== Segment start ==

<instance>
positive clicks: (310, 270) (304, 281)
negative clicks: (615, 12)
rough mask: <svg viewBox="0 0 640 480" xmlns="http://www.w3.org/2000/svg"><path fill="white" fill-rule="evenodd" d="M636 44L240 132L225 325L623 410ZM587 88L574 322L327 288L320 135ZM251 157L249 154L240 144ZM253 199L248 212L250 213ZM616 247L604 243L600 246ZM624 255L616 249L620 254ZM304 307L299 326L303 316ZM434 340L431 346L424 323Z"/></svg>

== Segment end ==
== Segment start ==

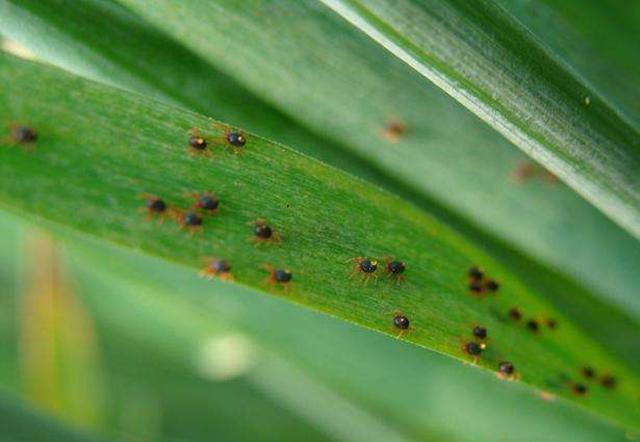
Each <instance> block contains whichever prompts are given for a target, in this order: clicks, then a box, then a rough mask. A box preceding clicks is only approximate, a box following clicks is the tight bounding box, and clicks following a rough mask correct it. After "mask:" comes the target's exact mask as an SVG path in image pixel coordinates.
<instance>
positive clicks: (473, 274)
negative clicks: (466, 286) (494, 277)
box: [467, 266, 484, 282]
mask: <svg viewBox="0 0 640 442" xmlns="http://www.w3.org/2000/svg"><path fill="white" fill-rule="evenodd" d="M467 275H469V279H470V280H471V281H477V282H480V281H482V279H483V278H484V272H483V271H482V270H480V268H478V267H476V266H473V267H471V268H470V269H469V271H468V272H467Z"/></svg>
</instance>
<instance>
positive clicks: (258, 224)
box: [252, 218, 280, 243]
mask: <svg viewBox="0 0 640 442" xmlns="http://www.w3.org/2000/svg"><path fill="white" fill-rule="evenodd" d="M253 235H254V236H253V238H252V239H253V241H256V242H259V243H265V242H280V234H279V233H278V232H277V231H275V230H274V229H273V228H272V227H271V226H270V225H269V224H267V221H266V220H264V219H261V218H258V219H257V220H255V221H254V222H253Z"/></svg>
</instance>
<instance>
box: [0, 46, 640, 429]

== Segment end ==

Tally the lines of the material above that contain the word "positive", with case counting, and give only the number.

#### EXERCISE RESULT
3